PROBLEM TO SOLVE: After locating the line with "format = csv_header", reproduce it and all following lines of the listing below exactly, stopping only at the final line.

DATA FOR ANALYSIS START

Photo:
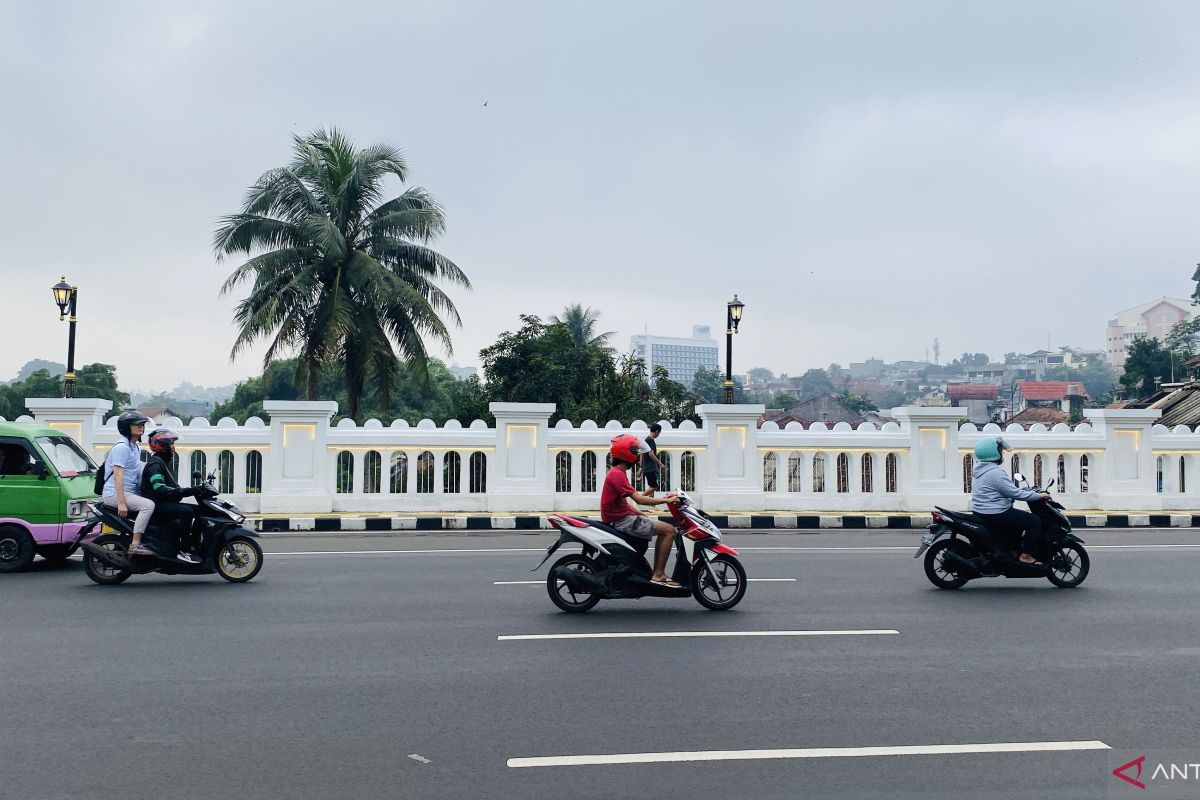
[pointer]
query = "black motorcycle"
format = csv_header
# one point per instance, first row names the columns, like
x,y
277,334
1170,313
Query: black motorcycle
x,y
973,551
222,543
613,566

DATA FOR ANALYSIS END

RESPONSE AREA:
format = csv_header
# one point per instance, first row names the columns, like
x,y
277,334
1170,313
Query: black motorcycle
x,y
973,551
222,543
613,566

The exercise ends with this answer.